Dataset entries
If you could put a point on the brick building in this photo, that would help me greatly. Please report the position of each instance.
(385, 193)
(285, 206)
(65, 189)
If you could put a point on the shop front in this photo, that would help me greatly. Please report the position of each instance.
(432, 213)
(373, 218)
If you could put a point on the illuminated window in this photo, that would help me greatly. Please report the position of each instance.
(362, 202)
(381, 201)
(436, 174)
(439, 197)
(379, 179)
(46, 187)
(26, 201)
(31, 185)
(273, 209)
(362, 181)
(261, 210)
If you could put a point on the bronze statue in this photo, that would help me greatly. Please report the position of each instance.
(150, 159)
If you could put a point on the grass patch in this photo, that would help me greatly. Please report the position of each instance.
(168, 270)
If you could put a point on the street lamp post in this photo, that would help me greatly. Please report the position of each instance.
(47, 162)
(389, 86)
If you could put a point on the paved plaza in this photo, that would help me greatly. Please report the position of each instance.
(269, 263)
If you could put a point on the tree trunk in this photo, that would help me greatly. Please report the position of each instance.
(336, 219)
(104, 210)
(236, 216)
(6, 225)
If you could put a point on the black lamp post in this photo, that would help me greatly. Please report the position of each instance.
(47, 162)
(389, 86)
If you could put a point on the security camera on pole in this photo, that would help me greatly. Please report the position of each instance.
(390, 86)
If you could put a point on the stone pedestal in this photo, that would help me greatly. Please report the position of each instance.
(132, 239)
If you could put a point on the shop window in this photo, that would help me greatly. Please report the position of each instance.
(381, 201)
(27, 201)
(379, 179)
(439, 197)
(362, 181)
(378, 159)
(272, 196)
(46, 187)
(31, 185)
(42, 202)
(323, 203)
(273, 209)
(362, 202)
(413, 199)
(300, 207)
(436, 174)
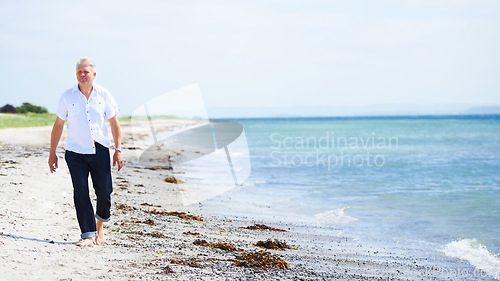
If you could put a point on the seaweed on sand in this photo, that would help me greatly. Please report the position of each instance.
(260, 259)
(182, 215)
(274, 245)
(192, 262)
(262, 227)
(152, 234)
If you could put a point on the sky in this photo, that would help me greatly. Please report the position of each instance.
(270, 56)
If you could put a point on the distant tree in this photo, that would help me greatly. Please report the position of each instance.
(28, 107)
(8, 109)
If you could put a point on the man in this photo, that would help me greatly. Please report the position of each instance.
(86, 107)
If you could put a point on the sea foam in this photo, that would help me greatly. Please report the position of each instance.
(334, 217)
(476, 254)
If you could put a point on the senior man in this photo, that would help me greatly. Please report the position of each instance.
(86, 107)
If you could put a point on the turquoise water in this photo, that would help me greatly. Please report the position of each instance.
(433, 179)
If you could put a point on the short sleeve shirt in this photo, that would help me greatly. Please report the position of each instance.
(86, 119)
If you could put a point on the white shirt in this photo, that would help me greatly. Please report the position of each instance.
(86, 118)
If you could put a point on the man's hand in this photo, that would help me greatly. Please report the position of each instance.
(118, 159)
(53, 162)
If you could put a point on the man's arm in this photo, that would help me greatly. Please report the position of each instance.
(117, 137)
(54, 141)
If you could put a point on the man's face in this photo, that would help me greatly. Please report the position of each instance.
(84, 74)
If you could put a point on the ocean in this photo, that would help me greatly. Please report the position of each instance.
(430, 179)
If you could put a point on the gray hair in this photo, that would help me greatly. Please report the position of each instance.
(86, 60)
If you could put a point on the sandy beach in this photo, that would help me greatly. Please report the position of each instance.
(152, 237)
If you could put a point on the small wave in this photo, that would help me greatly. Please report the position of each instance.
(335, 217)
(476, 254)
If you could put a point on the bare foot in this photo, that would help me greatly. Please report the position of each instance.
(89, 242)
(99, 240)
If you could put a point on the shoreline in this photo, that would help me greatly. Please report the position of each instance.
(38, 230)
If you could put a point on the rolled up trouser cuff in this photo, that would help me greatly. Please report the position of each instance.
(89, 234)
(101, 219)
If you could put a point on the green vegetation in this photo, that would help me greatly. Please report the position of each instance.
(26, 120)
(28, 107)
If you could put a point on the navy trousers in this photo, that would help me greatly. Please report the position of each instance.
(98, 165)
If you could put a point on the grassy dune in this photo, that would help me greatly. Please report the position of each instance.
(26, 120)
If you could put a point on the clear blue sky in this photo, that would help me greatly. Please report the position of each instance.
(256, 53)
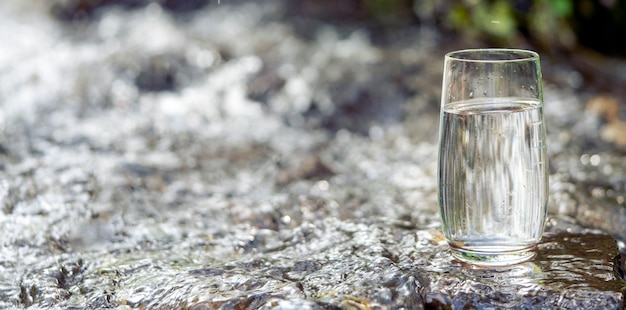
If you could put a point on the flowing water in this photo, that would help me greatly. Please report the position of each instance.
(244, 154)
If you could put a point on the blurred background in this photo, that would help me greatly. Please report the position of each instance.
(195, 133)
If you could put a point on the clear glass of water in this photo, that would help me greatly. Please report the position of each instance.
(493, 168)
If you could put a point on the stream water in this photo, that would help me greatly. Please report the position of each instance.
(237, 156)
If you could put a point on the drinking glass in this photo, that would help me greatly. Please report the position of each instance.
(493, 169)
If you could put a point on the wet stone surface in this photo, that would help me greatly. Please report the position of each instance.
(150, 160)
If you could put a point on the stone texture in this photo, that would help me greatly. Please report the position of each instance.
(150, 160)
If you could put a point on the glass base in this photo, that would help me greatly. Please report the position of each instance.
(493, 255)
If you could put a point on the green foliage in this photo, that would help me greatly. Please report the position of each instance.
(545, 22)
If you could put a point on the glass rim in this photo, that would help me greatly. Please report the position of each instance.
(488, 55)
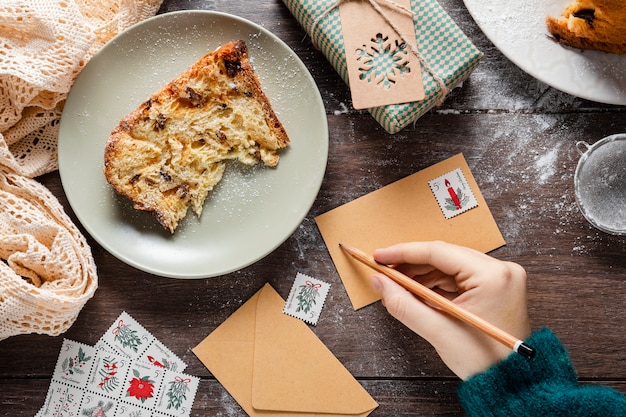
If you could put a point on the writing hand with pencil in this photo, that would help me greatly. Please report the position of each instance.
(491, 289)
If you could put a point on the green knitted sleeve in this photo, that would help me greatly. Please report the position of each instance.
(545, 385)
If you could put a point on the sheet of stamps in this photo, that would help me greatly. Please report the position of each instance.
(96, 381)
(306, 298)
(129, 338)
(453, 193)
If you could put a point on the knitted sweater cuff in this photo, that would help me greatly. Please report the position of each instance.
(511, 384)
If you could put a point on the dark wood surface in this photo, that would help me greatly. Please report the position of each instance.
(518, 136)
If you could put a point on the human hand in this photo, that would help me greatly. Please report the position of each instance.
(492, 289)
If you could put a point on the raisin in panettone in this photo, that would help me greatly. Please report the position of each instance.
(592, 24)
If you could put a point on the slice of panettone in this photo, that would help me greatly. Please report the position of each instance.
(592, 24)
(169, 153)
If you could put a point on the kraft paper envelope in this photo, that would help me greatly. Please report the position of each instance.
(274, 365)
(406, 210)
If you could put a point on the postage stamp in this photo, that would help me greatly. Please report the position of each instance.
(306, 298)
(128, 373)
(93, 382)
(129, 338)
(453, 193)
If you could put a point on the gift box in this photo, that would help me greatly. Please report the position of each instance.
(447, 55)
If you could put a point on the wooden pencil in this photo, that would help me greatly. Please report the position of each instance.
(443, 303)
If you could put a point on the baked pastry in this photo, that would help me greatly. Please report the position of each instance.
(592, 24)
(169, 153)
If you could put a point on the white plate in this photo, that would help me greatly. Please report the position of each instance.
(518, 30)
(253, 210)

▶ TASK ITEM: Could you restate each record word for word, keeping the pictures out?

▶ ANSWER:
If you could put a point on the brick building in this photo, that would help me greatly. Please report the position of each instance.
(385, 193)
(285, 206)
(65, 189)
If you could put a point on the shop front in this photo, that would help me greatly. Please report the position of each instance.
(432, 213)
(373, 218)
If you could put a point on the illuminated window in this photo, that would help me greatly. Please report the position of each instance.
(362, 202)
(381, 201)
(436, 174)
(439, 197)
(379, 179)
(46, 187)
(26, 201)
(31, 185)
(273, 209)
(362, 181)
(261, 210)
If you could put a point on the bronze statue in this photo, that would help me greatly. Please report the position of each instance.
(150, 159)
If you could put a point on the grass patch in this photo, that would help me greatly. Please report the position of each instance.
(168, 270)
If you could put a point on the street lamp post in this photo, that would help me greatly. Please report the position of each instance.
(47, 162)
(389, 86)
If you could put a point on the paved plaza in this photo, that would help me greatly. Please report the position of each instance.
(269, 263)
If you could put a point on the tree trunk in this photo, that would help me greatly. Please report the position of each instance.
(336, 219)
(104, 210)
(236, 216)
(6, 225)
If you could put a point on the black lamp post in this photo, that would help me greatly. Please report the position of each instance.
(47, 162)
(389, 86)
If you could put a point on the security camera on pole in this photo, that would help me greatly. Please report the position of each instance.
(390, 86)
If you could put a point on the stone pedestal in this photo, that would help me greatly. Please report the position of each instance.
(132, 239)
If you could put a point on the shop window in this photo, that would help me greatly. Please report the position of each instance.
(381, 201)
(27, 201)
(379, 179)
(439, 197)
(362, 181)
(378, 159)
(272, 196)
(46, 187)
(31, 185)
(42, 202)
(323, 203)
(273, 209)
(362, 202)
(413, 199)
(300, 207)
(436, 174)
If you could put a point on the seaweed on sand in this photo, that would help me greatly. Please report the position of each instance.
(260, 259)
(182, 215)
(274, 245)
(192, 262)
(262, 227)
(152, 234)
If you could put a point on the sky in this photo, that would help me greatly. Please report the position of each instance.
(270, 56)
If you could put a point on the distant tree in this photo, that would help me greatly. Please report the position of each instance.
(28, 107)
(8, 109)
If you could put a point on the man in this photo, that would help me greatly. Please report the position of each instance.
(86, 107)
If you could put a point on the sea foam in this photo, that would help me greatly. Please report the position of each instance.
(334, 217)
(476, 254)
If you could put a point on the senior man in this photo, that would help me greatly. Please report the position of each instance.
(86, 107)
If you could put a point on the turquoise water in this photo, that would help me greatly. Please report the position of each instance.
(433, 179)
If you could put a point on the short sleeve shirt in this photo, that would help me greatly. Please report the position of each instance.
(86, 119)
If you could put a point on the white shirt in this photo, that would help me greatly. Please report the position of each instance.
(86, 118)
If you could put a point on the man's hand in this photo, that would help me greatly. Please report the position of each instance.
(118, 159)
(53, 162)
If you could put a point on the man's arm in this photo, that would help me greatly. Please report the position of each instance.
(117, 137)
(54, 141)
If you could put a point on the man's face in this photo, that would help me greatly. Please report the position of each instance.
(84, 74)
If you could put a point on the ocean in this photo, that would help me greatly. Please report the position of each instance.
(430, 179)
If you could put a point on the gray hair in this photo, that would help me greatly. Please report the position of each instance.
(86, 60)
If you could put a point on the sandy beach in this photo, that would help me greatly. Please report the position of each instance.
(152, 237)
If you could put a point on the small wave in this photo, that would help me greatly. Please report the position of each instance.
(335, 217)
(476, 254)
If you could put a point on the bare foot in this photo, that would help me greatly. Please report the position of each instance.
(89, 242)
(99, 240)
If you could put a point on the shoreline in this photo, that would help me greatly. Please report the position of each instance.
(38, 230)
If you could put a point on the rolled up trouser cuff in this photo, that would help me greatly. Please report the position of each instance.
(89, 234)
(101, 219)
If you could put a point on the green vegetation in this photo, that would help me greatly. Please report the position of each instance.
(26, 120)
(28, 107)
If you could put a point on the navy trousers in this photo, that would help me greatly. Please report the position of each instance.
(98, 165)
If you could put a point on the grassy dune in this photo, that would help me greatly. Please report the position of each instance.
(26, 120)
If you could put a point on the clear blue sky in this photo, that would help me greatly. Please report the position of each instance.
(256, 53)
If you could put a point on the flowing water in this photo, that would help me greatly. Please report the position of each instance.
(244, 154)
If you could put a point on the blurred background in this photo, that would help me greatly. Please report the position of each instance.
(195, 133)
If you could put a point on the clear glass of water in this photo, that would help me greatly. Please report the position of each instance.
(493, 168)
If you could put a point on the stream water in this photo, that would help me greatly. Please report the position of each instance.
(237, 156)
If you could put a point on the drinking glass in this photo, that would help me greatly. Please report the position of each instance.
(493, 169)
If you could put a point on the wet stone surface in this photo, that would help me greatly. Please report the position of each instance.
(150, 160)
If you could put a point on the stone texture in this photo, that would help me greatly. Please report the position of each instance.
(150, 160)
If you could put a point on the glass base in this photo, that would help me greatly. Please report the position of each instance.
(493, 255)
If you could put a point on the green foliage in this photo, that would help me greatly. Please report the position of each instance.
(545, 22)
If you could put a point on the glass rim in this photo, that would help me greatly. Please report the position of each instance.
(488, 55)
If you could put a point on the writing hand with pencil in this photo, that would help me greatly. Please report the position of each instance.
(491, 289)
If you could put a point on the green knitted sleeve in this photo, that would help me greatly. Please report the position of each instance.
(545, 385)
If you could put a point on the sheet of stamps in this photo, that would help me greatly. Please report the position of each instance.
(96, 381)
(306, 298)
(129, 338)
(453, 193)
If you could put a point on the knitted sweater cuff in this photo, that would help me greatly. Please report the position of each instance.
(511, 384)
If you could put a point on the dark wood surface in this photo, that would help me greatly. Please report the position of each instance.
(518, 136)
If you could put a point on the human hand in this photo, that would help me greatly. Please report the position of each instance.
(492, 289)
If you could put a point on the raisin in panettone in this photo, that would help me greatly. Please report the position of each instance.
(592, 24)
If you could put a point on the slice of panettone in this photo, that would help me greatly. Please report the position of each instance.
(592, 24)
(169, 153)
If you could put a point on the kraft paper envelope in this photo, that would help me greatly. Please report the position of each instance.
(274, 365)
(406, 210)
If you could put a point on the postage stamp in this photo, that would help me greatly. Please report the position of each instance.
(306, 298)
(128, 373)
(93, 382)
(129, 338)
(453, 193)
If you could put a point on the gift box in this photo, that would help me greatly. Please report the position of each instance.
(447, 55)
If you could put a point on the wooden pencil in this photo, that would help me greatly. Please report the position of each instance.
(443, 303)
If you could put a point on the baked pastry in this photo, that would help me greatly. Please report the position of each instance.
(592, 24)
(169, 153)
If you could put a point on the white plate in this photo, that would help me greatly. Please report the position of each instance.
(518, 30)
(253, 210)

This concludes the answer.